| Provided records |
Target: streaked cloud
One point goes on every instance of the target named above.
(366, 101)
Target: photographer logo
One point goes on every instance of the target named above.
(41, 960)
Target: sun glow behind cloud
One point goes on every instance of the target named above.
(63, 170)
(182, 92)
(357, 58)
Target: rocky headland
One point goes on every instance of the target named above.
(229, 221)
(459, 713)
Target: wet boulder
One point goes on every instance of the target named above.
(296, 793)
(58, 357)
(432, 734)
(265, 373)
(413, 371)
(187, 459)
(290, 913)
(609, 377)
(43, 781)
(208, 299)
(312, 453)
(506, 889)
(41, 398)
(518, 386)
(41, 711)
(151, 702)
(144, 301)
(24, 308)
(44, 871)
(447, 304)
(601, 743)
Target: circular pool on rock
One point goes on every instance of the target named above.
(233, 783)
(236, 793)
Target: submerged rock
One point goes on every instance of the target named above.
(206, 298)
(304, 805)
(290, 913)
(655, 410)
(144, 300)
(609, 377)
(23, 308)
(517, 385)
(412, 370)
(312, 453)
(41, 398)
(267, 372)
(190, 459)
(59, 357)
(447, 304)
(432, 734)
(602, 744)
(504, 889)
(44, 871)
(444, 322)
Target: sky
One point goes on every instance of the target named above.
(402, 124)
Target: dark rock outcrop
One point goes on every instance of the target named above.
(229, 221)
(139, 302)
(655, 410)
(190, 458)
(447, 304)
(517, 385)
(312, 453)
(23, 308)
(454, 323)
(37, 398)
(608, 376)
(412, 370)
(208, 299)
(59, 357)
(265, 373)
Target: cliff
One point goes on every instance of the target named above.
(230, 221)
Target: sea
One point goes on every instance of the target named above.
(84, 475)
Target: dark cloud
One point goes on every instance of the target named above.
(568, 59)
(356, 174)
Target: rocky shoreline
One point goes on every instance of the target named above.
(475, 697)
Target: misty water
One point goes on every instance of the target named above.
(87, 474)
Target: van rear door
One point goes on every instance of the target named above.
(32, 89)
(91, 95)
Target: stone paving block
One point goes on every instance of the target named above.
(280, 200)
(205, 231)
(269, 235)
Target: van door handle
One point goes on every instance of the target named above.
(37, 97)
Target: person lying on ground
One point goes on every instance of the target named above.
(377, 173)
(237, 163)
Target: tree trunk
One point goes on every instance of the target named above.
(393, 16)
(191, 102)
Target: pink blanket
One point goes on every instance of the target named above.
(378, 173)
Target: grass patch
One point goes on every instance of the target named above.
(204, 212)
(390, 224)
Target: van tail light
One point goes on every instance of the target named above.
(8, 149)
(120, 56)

| Exercise goal |
Beginning at the top of the entries above, output each line exactly, and end with the line in which "Target: submerged rock" appears.

| Solution for this problem |
Target: streaked cloud
One point goes on every instance of the target named above.
(366, 101)
Target: photographer logo
One point goes on every instance of the target named above.
(41, 960)
Target: sun glow behind cloud
One point goes on every instance of the target named above.
(63, 170)
(182, 92)
(357, 58)
Target: rocky headland
One point goes on every instance of the target named above.
(229, 221)
(459, 713)
Target: wet boulder
One point goes on every instance of the target named above.
(296, 793)
(58, 357)
(432, 734)
(265, 373)
(413, 371)
(187, 459)
(290, 913)
(609, 377)
(43, 781)
(208, 299)
(312, 453)
(506, 889)
(41, 398)
(518, 386)
(41, 711)
(151, 702)
(144, 301)
(24, 308)
(44, 871)
(447, 304)
(601, 743)
Target: circular pool on rock
One point goes on every instance of the target named above.
(233, 783)
(236, 793)
Target: submerged rock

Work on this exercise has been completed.